REQUIREMENT:
Your response should give back each record exactly, word for word.

———

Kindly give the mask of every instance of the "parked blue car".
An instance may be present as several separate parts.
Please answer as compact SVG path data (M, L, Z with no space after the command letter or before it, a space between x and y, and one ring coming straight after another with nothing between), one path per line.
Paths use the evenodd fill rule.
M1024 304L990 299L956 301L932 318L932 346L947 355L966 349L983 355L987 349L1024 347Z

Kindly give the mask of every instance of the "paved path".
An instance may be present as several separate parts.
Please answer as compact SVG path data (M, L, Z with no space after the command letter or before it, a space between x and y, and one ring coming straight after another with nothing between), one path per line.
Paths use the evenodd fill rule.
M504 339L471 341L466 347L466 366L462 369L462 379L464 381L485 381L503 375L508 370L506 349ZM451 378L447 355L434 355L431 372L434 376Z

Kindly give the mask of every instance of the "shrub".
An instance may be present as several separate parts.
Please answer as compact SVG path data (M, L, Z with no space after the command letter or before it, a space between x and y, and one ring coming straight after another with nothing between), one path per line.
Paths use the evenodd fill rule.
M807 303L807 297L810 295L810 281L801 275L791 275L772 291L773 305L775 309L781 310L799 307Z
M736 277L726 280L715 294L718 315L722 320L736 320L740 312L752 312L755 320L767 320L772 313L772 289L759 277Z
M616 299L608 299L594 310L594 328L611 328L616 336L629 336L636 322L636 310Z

———

OUTPUT BELOW:
Kindly give the mask of every instance of the "parked blue car".
An instance may be present as several separate parts.
Please answer as compact SVG path data (M, L, Z with no space after the command letter or before it, a space between x and y, and one ring coming straight after another with nothing between), one path per line.
Paths use the evenodd fill rule.
M1024 304L990 299L956 301L932 318L932 346L947 355L966 349L983 355L987 349L1024 347Z

Kindly give the mask of every instance of the "paved path".
An instance may be present as several separate parts.
Please answer as compact SVG path data (M, L, Z with no space after the command letter or before it, a space between x and y, and one ring coming straight after another with nothing between), one path per line.
Paths use the evenodd fill rule.
M504 339L471 341L466 347L466 366L462 369L462 379L464 381L485 381L503 375L508 370L506 349ZM451 378L447 355L434 355L431 372L434 376Z

Kindly give the mask of every instance of the "shrub".
An instance may be present as several separate parts.
Please answer as compact SVG path data (M, L, Z with no space after the command letter or before it, a space between x and y, and one ring coming straight after another with nothing between), one path per line.
Paths use the evenodd fill rule.
M807 303L807 297L810 295L810 281L801 275L791 275L772 291L773 305L775 309L781 310L799 307Z
M736 277L726 280L715 294L718 315L722 320L736 320L740 312L752 312L755 320L767 320L772 313L772 289L759 277Z
M616 299L608 299L594 310L594 328L611 328L616 336L629 336L636 322L636 310Z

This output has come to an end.